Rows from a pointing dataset

>>

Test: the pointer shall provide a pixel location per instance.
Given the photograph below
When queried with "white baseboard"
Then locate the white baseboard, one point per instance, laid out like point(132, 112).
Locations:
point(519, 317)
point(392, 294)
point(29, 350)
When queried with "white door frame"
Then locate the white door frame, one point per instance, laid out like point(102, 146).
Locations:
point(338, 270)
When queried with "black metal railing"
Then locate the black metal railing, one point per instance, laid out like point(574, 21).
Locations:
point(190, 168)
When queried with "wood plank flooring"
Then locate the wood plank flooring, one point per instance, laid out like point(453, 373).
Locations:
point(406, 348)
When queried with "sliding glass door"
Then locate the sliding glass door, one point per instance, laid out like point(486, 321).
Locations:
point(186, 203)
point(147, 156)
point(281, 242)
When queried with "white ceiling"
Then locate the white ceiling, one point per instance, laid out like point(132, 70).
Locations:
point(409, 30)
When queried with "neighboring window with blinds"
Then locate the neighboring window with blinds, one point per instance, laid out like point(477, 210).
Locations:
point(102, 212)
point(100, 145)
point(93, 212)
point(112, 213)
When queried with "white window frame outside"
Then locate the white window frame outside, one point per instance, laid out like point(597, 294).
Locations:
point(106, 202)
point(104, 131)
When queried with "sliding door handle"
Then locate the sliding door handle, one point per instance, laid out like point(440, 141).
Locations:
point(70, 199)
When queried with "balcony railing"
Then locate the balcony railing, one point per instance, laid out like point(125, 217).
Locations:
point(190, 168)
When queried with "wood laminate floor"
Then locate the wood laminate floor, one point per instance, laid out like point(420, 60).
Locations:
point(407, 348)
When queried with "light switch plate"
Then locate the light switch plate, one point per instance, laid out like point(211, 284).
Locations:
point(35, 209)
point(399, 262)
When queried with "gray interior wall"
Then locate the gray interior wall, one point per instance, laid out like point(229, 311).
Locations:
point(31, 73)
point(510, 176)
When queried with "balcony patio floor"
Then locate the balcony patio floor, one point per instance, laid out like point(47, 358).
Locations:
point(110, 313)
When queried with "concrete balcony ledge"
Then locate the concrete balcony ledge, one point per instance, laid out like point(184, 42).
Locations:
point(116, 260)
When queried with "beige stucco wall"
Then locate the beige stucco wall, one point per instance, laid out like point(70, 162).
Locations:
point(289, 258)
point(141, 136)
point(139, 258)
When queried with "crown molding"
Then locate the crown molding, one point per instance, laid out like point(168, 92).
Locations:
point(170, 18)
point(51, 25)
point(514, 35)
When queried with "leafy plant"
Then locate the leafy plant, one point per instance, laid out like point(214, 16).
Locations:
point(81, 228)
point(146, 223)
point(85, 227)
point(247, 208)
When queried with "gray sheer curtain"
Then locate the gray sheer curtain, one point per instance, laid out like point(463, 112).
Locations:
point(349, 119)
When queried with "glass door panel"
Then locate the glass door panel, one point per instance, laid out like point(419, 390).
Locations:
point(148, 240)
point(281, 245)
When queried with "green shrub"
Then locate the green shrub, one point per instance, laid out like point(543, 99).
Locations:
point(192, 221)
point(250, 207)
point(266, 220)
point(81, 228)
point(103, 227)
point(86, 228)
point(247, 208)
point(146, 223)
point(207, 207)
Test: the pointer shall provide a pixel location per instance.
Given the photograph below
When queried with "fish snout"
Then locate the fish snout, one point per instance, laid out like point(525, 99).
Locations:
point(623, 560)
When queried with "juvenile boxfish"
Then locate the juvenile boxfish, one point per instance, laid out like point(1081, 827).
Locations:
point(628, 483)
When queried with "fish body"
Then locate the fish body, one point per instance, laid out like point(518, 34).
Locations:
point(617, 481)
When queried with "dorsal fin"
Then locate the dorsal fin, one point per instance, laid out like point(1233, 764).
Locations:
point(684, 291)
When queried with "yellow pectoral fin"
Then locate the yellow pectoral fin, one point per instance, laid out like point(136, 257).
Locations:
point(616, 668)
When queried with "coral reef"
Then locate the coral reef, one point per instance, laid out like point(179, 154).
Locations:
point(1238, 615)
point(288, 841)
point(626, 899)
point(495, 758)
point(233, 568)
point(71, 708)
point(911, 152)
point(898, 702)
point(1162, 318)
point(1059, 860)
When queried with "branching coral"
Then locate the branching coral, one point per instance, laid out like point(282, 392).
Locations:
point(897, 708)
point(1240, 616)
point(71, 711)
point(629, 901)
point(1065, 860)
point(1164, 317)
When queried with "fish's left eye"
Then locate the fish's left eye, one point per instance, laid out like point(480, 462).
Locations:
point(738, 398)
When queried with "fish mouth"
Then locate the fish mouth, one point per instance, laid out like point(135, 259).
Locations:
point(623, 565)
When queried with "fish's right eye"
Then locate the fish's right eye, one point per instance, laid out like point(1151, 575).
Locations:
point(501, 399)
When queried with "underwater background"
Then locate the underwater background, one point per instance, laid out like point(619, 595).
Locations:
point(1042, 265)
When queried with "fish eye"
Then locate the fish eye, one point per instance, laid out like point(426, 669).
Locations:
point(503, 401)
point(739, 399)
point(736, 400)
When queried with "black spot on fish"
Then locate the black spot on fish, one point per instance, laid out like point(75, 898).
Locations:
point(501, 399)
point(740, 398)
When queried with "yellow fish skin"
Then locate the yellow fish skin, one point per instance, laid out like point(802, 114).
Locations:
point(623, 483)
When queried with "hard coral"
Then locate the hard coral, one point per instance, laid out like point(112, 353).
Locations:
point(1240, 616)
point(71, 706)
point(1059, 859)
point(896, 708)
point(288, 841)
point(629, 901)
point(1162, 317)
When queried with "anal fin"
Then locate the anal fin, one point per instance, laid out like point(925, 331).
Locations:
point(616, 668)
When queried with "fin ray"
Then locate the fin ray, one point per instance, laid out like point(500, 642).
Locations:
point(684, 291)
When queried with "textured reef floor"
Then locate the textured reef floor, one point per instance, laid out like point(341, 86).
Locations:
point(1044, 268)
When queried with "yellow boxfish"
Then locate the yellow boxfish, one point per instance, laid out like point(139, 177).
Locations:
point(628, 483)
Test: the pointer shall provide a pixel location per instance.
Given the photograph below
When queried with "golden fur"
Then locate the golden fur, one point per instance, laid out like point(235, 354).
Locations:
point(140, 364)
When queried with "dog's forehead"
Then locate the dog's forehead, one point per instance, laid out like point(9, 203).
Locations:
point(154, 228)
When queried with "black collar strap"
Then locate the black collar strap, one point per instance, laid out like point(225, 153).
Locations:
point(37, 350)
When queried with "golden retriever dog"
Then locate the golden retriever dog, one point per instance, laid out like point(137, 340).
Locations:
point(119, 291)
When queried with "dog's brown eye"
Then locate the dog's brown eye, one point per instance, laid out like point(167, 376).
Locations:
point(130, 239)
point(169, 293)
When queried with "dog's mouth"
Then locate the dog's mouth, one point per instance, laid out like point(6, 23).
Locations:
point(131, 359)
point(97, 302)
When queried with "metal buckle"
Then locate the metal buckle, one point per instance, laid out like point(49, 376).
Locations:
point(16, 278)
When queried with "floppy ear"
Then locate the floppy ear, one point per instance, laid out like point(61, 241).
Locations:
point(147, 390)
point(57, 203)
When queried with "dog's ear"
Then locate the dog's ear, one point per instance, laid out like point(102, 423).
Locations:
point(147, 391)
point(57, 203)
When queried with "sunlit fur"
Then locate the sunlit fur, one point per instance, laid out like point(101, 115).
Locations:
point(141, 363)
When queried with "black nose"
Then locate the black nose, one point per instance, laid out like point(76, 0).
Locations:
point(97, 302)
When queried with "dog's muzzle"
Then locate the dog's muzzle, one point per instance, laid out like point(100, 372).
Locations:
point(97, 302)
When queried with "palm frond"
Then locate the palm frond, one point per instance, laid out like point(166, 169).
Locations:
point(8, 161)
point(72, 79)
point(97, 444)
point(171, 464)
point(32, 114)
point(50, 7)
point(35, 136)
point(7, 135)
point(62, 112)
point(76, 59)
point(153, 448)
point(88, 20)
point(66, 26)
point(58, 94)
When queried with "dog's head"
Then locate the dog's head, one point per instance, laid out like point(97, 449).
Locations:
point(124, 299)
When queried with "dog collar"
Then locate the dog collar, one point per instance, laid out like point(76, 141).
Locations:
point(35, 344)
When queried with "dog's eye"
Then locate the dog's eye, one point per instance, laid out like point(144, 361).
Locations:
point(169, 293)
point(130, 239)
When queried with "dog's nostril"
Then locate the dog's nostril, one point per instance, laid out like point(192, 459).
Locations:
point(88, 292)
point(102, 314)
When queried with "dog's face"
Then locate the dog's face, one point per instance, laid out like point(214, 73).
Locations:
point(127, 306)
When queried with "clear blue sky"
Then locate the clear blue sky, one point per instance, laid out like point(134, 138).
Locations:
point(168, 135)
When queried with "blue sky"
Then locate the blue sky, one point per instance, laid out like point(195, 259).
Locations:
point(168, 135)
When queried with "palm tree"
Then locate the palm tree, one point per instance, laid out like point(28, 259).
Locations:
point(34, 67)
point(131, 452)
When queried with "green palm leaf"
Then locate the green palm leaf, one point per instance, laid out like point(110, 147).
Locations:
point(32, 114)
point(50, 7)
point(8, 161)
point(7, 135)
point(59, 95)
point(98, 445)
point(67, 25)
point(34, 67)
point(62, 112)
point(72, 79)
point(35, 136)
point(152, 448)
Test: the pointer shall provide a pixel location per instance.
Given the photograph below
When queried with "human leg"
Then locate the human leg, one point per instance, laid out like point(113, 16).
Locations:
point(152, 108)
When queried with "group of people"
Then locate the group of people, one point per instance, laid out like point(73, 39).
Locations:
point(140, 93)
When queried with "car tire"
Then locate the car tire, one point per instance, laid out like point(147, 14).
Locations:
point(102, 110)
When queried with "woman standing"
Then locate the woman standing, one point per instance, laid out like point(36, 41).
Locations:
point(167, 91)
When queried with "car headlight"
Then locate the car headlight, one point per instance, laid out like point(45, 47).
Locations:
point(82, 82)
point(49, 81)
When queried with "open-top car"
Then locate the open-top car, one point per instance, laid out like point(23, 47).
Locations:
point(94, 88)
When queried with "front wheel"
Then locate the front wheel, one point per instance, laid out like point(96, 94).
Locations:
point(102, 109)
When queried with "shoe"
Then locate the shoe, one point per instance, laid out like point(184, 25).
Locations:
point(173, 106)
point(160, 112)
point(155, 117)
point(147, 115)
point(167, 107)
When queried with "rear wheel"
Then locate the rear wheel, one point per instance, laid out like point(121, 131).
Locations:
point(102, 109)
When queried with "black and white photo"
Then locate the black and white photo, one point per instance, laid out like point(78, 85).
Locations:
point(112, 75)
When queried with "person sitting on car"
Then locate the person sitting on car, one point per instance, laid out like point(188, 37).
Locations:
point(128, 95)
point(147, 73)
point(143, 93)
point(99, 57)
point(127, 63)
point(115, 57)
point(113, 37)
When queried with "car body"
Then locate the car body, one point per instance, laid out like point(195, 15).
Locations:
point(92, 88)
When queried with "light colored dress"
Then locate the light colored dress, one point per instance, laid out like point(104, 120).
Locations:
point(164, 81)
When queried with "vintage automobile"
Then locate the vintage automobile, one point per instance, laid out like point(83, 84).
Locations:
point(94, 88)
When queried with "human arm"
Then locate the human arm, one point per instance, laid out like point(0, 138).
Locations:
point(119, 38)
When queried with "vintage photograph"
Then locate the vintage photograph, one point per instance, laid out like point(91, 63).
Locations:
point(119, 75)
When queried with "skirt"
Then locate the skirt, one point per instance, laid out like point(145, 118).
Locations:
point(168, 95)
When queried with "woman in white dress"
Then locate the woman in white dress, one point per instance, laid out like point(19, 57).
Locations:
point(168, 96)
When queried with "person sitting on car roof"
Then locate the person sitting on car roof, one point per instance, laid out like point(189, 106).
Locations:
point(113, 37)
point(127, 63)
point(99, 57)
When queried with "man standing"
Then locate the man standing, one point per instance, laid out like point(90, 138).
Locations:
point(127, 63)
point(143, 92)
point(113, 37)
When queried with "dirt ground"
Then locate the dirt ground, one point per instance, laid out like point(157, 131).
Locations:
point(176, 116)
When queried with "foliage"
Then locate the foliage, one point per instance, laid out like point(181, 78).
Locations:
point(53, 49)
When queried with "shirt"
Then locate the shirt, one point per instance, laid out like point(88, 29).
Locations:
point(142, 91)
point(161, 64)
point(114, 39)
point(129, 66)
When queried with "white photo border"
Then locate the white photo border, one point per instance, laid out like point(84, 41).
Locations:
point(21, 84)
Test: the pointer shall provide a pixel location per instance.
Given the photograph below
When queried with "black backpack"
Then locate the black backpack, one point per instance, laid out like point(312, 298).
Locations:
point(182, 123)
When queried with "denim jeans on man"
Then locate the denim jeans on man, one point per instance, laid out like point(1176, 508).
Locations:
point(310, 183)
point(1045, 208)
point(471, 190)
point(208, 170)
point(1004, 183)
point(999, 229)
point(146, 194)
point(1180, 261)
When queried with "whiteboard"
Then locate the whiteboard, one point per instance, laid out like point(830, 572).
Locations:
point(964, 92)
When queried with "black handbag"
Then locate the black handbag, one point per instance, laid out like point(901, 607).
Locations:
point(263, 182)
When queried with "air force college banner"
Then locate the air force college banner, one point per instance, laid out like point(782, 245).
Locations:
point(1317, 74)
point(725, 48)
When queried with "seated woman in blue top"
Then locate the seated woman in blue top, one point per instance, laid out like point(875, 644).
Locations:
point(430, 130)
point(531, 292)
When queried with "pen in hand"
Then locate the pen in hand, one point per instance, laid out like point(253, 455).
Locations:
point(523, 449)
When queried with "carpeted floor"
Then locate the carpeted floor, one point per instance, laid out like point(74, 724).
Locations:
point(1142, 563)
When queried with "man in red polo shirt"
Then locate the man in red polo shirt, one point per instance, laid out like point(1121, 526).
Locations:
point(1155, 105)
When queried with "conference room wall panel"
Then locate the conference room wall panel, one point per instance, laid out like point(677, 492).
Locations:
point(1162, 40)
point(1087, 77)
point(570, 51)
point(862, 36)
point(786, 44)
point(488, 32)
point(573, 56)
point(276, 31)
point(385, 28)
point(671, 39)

<<

Your objective
Rename "white baseboard" to "baseboard trim" in the stretch of the listing from its start through the line containing "point(406, 348)", and write out that stretch again with nothing else changed.

Result for this task
Test: the pointer shall provide a pixel location per instance.
Given the photograph below
When queried with "baseboard trim"
Then locate the baseboard trim, one point per instance, laid out like point(132, 112).
Locations:
point(519, 317)
point(392, 294)
point(29, 350)
When queried with "white door frame"
Then locate the white door frame, one point per instance, laid out like point(102, 146).
Locations:
point(338, 270)
When queried with "black metal railing"
Then locate the black metal railing, one point per instance, laid out like point(574, 21).
Locations:
point(190, 168)
When queried with "wood plank flooring"
Then locate the wood plank flooring, one point per instance, laid out like point(453, 373).
Locations:
point(406, 348)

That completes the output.